Work instructions:
Format the data from its first line through the line containing "553L208 218L130 422L220" as a Markdown table with the columns Row and Data line, leaving out any blank lines.

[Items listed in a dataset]
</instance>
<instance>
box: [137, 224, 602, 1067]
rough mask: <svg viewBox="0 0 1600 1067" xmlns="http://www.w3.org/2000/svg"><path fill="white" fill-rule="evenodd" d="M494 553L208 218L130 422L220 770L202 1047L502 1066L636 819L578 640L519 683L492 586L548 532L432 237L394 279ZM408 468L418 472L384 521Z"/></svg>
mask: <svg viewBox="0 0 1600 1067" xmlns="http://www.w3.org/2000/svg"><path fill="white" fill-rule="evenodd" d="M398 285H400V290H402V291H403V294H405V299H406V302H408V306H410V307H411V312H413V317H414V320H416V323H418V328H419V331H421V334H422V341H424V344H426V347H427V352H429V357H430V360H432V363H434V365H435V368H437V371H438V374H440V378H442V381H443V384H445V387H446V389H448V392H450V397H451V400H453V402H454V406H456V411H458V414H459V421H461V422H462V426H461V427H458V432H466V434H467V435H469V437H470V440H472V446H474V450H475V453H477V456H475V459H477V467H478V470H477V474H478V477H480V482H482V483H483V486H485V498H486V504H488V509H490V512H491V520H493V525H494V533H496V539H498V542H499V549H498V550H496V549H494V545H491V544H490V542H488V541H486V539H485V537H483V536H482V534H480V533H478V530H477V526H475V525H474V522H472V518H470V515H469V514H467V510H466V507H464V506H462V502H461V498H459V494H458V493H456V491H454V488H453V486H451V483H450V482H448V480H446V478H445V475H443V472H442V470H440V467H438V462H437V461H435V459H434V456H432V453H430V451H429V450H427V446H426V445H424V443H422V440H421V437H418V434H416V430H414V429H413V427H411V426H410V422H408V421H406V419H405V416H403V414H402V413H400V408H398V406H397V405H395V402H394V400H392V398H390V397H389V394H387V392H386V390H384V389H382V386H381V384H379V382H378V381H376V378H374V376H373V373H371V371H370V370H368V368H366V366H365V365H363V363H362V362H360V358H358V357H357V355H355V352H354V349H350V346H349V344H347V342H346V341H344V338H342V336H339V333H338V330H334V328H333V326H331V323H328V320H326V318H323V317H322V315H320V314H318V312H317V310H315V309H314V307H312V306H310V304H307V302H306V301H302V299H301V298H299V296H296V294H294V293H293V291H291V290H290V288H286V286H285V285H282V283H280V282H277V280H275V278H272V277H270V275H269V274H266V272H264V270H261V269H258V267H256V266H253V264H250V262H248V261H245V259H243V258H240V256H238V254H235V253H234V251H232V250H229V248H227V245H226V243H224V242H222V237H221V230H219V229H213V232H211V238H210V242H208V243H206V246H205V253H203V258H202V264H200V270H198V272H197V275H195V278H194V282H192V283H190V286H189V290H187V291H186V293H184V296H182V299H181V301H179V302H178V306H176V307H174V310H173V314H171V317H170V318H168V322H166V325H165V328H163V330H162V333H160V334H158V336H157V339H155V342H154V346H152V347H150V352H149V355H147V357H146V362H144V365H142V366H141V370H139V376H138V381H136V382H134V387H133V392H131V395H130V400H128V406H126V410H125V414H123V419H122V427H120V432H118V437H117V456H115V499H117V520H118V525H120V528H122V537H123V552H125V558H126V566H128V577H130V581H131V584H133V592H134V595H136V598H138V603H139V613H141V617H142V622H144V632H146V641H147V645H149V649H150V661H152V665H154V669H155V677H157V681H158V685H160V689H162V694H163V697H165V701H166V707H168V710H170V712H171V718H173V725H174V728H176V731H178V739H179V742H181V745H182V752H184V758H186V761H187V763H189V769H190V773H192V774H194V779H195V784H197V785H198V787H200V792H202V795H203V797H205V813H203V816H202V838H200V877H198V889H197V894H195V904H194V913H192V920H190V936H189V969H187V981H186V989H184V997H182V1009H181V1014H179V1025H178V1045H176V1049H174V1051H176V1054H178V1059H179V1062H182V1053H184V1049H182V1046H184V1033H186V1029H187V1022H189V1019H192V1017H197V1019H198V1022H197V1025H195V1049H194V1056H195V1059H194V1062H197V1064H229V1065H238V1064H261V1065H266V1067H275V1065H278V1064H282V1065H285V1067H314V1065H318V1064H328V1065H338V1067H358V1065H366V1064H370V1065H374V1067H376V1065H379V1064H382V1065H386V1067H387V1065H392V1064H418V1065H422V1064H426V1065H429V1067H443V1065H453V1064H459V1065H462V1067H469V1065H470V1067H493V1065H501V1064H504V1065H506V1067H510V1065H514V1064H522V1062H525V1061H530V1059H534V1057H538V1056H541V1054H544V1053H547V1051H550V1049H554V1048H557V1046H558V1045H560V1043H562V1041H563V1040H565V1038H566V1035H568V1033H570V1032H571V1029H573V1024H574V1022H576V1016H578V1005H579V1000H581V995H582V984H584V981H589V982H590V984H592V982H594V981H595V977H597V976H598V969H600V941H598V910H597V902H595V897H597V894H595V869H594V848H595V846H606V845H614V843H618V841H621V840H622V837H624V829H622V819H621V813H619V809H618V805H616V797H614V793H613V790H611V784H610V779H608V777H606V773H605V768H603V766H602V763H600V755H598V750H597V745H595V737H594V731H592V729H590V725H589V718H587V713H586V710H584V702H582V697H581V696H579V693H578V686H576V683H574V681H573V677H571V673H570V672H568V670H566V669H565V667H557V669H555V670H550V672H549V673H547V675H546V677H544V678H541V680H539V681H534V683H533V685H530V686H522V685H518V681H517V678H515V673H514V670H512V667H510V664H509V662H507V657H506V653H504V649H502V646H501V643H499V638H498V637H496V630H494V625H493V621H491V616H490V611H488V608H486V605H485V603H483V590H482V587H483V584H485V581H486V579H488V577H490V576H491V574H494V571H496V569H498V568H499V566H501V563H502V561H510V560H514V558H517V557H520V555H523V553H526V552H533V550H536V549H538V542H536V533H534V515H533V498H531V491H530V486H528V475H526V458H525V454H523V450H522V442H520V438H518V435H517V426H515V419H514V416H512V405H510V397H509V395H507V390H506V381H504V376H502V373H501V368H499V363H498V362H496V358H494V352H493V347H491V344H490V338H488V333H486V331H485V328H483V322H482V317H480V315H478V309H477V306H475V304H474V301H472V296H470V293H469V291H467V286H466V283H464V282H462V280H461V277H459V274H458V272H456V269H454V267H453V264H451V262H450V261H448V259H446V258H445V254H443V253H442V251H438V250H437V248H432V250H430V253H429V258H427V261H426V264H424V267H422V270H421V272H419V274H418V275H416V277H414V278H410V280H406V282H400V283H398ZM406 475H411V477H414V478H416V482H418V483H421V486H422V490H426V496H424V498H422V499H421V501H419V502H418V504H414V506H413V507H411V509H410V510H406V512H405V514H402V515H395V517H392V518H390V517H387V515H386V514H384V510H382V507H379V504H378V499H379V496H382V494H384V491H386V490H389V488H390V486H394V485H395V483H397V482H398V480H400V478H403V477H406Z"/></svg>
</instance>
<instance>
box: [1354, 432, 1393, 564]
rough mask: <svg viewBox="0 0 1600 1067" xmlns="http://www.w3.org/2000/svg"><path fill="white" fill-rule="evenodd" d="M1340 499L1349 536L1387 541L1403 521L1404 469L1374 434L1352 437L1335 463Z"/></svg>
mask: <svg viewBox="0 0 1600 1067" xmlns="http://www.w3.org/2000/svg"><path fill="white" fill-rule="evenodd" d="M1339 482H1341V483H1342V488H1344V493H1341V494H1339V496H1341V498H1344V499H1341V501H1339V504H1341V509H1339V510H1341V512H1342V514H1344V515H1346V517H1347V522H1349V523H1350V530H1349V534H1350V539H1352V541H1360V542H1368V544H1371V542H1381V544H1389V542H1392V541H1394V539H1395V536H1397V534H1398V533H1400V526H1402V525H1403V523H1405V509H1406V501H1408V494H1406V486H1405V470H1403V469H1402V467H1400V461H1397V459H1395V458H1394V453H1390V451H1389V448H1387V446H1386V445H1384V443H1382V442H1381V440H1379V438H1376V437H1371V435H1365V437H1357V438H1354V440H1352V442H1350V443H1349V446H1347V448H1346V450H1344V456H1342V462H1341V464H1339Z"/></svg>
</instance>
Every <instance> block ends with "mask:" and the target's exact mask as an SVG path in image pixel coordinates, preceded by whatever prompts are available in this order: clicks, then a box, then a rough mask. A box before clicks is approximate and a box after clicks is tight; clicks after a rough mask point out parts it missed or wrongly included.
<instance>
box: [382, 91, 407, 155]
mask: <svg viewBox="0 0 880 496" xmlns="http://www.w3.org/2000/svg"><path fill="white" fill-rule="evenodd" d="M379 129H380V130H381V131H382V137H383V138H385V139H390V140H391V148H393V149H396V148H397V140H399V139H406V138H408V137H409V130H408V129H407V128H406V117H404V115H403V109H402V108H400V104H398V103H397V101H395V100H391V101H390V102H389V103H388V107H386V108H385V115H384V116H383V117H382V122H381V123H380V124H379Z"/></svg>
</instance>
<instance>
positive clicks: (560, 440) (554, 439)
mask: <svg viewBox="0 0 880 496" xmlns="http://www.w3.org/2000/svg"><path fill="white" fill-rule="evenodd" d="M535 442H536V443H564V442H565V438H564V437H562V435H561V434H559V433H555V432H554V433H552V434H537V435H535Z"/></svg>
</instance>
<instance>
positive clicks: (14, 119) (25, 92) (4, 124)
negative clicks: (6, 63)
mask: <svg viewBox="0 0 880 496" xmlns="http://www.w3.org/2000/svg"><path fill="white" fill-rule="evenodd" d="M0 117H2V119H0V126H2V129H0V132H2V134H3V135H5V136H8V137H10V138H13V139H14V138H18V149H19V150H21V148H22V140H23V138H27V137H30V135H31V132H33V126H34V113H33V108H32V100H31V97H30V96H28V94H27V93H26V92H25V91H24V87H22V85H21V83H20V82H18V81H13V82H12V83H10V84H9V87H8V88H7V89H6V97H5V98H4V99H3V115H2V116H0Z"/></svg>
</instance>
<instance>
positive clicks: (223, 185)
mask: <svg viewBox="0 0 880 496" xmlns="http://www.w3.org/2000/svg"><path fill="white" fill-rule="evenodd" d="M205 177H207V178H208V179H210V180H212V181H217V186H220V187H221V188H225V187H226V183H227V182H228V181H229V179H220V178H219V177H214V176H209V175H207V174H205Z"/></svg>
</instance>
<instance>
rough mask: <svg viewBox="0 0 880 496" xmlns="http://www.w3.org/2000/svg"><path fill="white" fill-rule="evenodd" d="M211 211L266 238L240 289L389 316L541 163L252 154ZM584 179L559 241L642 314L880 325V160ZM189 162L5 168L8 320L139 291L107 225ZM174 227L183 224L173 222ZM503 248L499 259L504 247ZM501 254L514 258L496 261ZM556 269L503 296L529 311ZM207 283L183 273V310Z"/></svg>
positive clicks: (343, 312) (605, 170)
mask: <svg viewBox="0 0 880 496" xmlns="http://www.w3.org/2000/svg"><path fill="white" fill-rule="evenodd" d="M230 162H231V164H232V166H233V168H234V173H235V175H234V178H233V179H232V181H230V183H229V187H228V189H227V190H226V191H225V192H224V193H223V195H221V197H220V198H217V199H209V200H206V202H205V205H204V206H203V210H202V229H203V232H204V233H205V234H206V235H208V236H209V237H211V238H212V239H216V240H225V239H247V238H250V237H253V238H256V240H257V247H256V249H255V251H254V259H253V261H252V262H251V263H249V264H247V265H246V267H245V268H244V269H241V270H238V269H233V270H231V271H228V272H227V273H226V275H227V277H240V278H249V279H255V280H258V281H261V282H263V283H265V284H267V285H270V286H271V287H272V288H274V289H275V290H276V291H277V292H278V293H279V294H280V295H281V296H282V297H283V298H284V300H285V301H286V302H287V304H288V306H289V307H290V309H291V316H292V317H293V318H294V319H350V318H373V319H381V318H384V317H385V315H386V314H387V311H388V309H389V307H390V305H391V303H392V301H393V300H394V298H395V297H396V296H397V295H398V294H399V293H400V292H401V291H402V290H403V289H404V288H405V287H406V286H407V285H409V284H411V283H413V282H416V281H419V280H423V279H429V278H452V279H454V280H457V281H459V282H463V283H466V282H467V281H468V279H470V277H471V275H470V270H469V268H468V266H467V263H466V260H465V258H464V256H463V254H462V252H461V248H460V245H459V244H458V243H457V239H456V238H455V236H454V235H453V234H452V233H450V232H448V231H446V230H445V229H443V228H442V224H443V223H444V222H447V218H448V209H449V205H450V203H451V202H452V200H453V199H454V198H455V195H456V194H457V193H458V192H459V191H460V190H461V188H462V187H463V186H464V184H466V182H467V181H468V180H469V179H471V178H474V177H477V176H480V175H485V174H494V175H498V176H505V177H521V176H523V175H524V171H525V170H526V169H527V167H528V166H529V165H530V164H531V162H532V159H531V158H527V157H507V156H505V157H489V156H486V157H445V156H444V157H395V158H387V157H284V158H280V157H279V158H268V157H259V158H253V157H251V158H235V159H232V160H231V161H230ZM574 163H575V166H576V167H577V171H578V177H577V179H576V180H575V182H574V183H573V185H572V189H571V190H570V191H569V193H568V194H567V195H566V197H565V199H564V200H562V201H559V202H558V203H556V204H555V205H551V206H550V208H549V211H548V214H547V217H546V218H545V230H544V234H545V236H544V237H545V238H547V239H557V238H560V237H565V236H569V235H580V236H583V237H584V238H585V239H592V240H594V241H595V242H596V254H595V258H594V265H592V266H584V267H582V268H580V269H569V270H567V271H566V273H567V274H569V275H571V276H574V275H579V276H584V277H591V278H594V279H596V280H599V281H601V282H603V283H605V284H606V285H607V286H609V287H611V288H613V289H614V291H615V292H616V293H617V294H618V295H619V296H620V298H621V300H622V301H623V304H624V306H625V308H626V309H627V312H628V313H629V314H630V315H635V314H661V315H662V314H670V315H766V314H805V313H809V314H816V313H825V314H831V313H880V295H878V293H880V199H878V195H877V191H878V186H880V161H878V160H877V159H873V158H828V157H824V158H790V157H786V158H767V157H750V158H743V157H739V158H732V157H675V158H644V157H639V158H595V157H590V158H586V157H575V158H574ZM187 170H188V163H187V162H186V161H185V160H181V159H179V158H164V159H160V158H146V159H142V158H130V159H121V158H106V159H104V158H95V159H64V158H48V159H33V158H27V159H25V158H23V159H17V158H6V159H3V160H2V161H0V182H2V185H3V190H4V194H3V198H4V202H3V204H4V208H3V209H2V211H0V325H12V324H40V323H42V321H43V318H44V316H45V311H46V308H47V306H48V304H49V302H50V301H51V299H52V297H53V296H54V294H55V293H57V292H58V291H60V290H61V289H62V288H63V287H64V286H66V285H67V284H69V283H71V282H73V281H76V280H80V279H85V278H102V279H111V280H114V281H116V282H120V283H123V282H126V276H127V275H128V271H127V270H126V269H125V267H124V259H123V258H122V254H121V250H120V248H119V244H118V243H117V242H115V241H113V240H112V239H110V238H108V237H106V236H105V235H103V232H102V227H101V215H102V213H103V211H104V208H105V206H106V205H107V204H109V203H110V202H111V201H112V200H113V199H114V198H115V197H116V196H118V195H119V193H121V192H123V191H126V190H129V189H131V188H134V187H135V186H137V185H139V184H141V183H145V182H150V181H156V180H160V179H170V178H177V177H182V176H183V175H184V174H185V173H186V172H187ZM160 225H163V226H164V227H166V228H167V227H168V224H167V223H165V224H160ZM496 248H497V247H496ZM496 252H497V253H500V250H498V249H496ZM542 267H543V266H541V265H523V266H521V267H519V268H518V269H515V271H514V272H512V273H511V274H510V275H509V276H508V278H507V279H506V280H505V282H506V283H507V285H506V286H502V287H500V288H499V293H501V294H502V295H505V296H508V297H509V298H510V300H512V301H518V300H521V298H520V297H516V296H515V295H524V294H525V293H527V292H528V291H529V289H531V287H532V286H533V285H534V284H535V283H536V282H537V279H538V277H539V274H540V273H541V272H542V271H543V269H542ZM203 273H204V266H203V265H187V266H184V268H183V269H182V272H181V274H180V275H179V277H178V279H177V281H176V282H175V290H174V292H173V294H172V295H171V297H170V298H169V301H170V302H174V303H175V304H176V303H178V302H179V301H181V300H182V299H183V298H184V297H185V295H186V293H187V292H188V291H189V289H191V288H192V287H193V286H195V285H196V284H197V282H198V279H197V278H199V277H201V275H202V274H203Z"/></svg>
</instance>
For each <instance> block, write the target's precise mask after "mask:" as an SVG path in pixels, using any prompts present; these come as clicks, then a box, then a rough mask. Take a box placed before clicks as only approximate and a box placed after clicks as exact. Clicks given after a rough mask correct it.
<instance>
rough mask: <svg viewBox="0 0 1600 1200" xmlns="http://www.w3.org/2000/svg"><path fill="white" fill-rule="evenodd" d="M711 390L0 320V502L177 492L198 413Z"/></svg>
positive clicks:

Exercise response:
| Row | Data line |
|---|---|
| 1 | </instance> |
| 2 | <instance> |
| 3 | box: [137, 224, 602, 1067] |
| 4 | rough mask: <svg viewBox="0 0 1600 1067" xmlns="http://www.w3.org/2000/svg"><path fill="white" fill-rule="evenodd" d="M494 553L208 218L130 422L220 770L202 1047L502 1066L636 819L578 640L519 683L492 586L548 532L432 237L394 279ZM408 468L418 472L384 521Z"/></svg> |